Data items
-- Opening Marker --
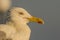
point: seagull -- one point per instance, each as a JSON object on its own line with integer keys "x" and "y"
{"x": 19, "y": 19}
{"x": 16, "y": 28}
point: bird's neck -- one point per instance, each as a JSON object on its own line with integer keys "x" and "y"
{"x": 19, "y": 26}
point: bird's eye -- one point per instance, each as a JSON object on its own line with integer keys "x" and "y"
{"x": 21, "y": 13}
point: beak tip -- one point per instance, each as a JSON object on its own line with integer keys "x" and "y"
{"x": 41, "y": 22}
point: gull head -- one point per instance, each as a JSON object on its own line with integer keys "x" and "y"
{"x": 23, "y": 16}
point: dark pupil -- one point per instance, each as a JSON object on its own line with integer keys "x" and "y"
{"x": 21, "y": 13}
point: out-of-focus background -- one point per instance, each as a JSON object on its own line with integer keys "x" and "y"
{"x": 49, "y": 10}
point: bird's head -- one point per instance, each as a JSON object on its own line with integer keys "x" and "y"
{"x": 24, "y": 16}
{"x": 4, "y": 5}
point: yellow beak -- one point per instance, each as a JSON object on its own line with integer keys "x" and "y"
{"x": 35, "y": 19}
-- Closing Marker --
EXERCISE DESCRIPTION: Could you print the lines above, exactly as written, from the line containing "point: dark pupil" through the final one?

RESPONSE BOX:
point: dark pupil -- one point per instance, each as a JSON object on its own line with integer keys "x" and "y"
{"x": 21, "y": 13}
point: out-of-focus background -- one point per instance, each as a JSON object on its own line with integer keys "x" and "y"
{"x": 49, "y": 10}
point: bird's head -- one point per instance, each as a JSON object on its own line with integer keys "x" and "y"
{"x": 24, "y": 16}
{"x": 4, "y": 5}
point: yellow beak -- one point per instance, each as a JSON object on its own line with integer keys "x" and "y"
{"x": 35, "y": 19}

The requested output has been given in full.